What to do
Type the data below again exactly. Omit all pictures.

Provided data
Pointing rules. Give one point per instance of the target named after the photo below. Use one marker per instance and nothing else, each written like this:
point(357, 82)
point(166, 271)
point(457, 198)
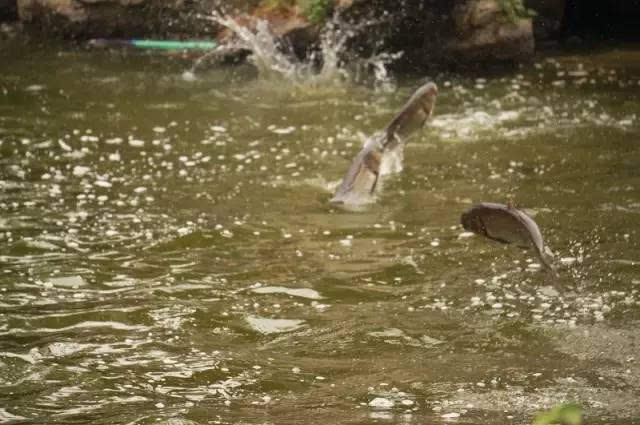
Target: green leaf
point(564, 414)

Solution to this task
Pointing rules. Give one point per instance of the target named after the photo below. Use one marker per instance and nothing else, each written like this:
point(357, 82)
point(166, 271)
point(457, 198)
Target: green leaf
point(564, 414)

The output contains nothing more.